BEGIN Records supplied
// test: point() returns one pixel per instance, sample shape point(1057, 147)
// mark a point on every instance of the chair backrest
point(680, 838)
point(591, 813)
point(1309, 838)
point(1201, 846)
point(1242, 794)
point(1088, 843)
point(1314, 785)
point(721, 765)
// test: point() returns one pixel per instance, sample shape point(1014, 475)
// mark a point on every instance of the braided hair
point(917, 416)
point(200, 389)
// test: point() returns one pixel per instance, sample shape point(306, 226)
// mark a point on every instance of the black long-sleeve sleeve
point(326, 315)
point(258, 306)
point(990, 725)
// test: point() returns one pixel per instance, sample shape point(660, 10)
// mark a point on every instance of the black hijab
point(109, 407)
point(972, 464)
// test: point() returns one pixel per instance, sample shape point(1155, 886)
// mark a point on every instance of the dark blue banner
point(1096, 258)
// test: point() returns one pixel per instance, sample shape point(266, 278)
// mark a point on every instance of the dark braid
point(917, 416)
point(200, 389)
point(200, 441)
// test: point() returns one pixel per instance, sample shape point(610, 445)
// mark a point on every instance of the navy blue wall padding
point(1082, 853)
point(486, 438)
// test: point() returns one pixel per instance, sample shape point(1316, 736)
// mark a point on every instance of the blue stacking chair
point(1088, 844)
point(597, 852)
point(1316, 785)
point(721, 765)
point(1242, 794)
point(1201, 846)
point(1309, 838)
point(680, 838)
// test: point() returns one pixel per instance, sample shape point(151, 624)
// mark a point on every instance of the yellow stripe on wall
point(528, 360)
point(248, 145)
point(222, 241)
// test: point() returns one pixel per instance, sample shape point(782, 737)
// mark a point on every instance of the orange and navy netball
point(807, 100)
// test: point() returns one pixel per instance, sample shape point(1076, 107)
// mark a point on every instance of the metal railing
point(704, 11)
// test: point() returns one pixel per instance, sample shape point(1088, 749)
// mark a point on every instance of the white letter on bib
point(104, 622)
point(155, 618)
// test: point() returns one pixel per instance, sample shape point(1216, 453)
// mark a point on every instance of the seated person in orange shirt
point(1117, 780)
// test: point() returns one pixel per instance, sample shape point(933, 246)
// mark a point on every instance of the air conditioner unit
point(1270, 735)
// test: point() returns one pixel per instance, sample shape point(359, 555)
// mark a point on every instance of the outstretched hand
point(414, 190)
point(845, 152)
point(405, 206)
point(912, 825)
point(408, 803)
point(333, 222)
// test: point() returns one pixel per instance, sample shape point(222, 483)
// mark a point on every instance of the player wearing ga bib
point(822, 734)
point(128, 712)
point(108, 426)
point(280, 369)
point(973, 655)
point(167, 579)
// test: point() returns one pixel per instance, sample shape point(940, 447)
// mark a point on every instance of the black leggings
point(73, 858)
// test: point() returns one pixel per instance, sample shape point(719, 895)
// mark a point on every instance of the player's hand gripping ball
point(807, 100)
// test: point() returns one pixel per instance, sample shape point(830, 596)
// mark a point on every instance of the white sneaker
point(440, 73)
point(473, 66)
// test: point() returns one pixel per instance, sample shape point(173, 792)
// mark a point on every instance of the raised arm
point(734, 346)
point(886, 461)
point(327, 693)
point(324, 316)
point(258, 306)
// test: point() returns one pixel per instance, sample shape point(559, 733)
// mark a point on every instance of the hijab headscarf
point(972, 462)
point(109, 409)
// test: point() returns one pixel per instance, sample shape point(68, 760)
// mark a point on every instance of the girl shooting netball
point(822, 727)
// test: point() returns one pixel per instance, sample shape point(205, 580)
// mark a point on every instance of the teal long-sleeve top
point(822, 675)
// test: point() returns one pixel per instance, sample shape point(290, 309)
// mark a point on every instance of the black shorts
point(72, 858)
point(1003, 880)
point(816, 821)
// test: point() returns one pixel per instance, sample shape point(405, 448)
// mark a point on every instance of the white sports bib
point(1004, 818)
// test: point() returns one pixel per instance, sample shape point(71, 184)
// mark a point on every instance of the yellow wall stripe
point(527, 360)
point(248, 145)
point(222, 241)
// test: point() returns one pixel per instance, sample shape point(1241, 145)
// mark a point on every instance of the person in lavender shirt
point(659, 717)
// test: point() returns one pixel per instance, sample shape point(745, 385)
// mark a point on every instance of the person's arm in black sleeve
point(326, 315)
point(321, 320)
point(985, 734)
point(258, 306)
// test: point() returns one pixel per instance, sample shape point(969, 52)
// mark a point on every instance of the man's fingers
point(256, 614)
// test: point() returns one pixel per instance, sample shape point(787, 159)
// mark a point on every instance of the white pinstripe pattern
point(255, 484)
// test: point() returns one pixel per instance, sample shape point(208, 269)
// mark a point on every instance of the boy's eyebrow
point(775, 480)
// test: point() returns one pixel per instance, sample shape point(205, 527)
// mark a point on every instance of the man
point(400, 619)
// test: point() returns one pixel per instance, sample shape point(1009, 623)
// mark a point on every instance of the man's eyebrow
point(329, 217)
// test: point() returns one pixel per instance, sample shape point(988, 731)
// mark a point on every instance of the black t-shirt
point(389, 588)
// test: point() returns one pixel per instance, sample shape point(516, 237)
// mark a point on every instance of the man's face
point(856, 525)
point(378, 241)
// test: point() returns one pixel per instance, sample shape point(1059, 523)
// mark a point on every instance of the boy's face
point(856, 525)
END Records supplied
_Assignment_
Given the records above, return exactly the lines starting at the line containing "the raised arm" and ending at the line containing "shape point(71, 184)", including both.

_Response_
// mark a point on every instance of the raised arm
point(734, 346)
point(886, 461)
point(327, 693)
point(324, 316)
point(258, 306)
// test: point() returns one pixel per instance, sample shape point(559, 733)
// mark a point on every instance of the hijab headscarf
point(972, 462)
point(109, 409)
// test: point() returns one pixel per instance, sample shape point(68, 760)
// mark a point on every instance of the girl shooting netball
point(822, 727)
// test: point() returns one pixel per instance, sample shape point(205, 580)
// mark a point on every instance of the teal long-sleeve top
point(822, 675)
// test: point() returns one pixel per instance, sample shape point(290, 309)
// mark a point on every instance of the black shorts
point(72, 858)
point(1003, 880)
point(816, 821)
// test: point() returns one pixel per instance, sample shape point(405, 448)
// mark a point on every instance of the white sports bib
point(1004, 818)
// test: point() returns one pixel per instance, sample shape point(71, 184)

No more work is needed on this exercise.